◆ WHAT IS BEING ASKED: Change every "Drop a pin" in the records below to "Place a marker", and leave the rest of the records unchanged.

◆ RECORDS SUPPLIED:
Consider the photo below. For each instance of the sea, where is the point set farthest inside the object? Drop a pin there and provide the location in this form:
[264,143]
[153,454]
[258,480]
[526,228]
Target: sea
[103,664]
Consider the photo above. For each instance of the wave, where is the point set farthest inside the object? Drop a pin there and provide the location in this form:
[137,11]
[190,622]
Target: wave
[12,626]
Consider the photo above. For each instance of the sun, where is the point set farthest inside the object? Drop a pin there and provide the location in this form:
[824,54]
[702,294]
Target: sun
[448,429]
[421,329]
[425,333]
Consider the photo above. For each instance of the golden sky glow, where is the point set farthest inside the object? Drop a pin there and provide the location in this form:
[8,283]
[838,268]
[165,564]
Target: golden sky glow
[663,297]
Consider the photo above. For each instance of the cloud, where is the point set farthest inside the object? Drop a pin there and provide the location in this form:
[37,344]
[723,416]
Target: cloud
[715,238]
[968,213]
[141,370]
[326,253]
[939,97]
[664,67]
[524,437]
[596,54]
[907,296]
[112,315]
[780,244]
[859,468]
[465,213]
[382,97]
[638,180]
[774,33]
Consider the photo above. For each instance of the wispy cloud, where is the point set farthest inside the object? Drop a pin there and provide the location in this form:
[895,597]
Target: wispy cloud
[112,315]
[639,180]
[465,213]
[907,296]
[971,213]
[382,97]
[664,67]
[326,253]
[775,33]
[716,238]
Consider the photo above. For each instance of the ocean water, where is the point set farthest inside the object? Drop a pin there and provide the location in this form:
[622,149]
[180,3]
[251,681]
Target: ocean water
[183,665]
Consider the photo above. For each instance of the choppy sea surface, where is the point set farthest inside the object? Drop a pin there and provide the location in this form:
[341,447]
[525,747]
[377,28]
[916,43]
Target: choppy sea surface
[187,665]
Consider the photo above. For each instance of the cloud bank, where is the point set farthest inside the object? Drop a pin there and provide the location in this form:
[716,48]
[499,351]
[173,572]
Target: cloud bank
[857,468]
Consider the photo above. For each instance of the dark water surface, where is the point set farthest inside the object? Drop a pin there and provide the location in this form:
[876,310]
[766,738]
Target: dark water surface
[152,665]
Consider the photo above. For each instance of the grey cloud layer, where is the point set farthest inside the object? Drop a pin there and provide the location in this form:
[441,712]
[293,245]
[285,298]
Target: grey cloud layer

◆ WRITTEN ANSWER:
Consider the photo below. For each instance of the sea, where is the point set farthest inside the object? Place a marker there and provide the location in this form:
[264,143]
[153,454]
[258,480]
[526,228]
Target: sea
[103,664]
Consider the photo above. For each instance of the wave, where is the point set farthest inside the object? Place a marker there and provide the location in this form:
[137,11]
[190,622]
Target: wave
[12,626]
Consider the photo above. For each instance of the sun, where is the point set farthest inside the object? Place a marker there and provide the location in this form:
[824,54]
[702,294]
Target: sun
[448,429]
[421,329]
[425,333]
Consider the photo above. For each instance of the golden sky glow, where is the point set farthest inside the object? Place a marker there and provide the location in this form:
[8,283]
[838,268]
[165,564]
Target: golden sky glow
[663,297]
Consider the photo above. For each instance of the cloud, where is the point set farthest inside the object? Place a marker there and provide the location in this form:
[37,344]
[723,416]
Target: cloud
[715,238]
[968,213]
[141,370]
[326,253]
[939,97]
[664,67]
[524,437]
[596,54]
[907,296]
[112,315]
[780,244]
[859,468]
[465,213]
[382,97]
[638,180]
[774,33]
Consider the photo above. For each instance of the wispy cloud, where is the point set farthest inside the object? Place a marker there and provide the location in this form:
[895,597]
Target: wispy cloud
[112,315]
[639,180]
[465,213]
[907,296]
[971,213]
[382,97]
[664,67]
[326,253]
[775,33]
[716,238]
Consider the photo above. For each instance of the ocean water, where is the point set farthest inside the object? Place a marker there and provide the location in this form:
[622,149]
[180,3]
[251,681]
Target: ocean water
[183,665]
Consider the photo above. For each instance of the choppy sea surface, where is the point set farthest inside the object? Place a marker there and provide the location in this form:
[341,447]
[525,747]
[377,28]
[916,43]
Target: choppy sea surface
[187,665]
Consider the photo above. For each instance of the cloud bank, where is the point set farthest inside the object? Place a marker there and provide the location in this form:
[716,48]
[499,351]
[173,572]
Target: cloud bank
[857,468]
Consider the photo above. For each instance of the dark water surface, where is the point set farthest inside the object? Place a marker there and provide the location in this form:
[876,310]
[766,738]
Target: dark water surface
[152,665]
Consider the photo above. For each instance of the grey cloud layer, where is the point set farthest inside the object? Place a marker there and provide the location in this form:
[441,712]
[293,245]
[285,298]
Target: grey cloud layer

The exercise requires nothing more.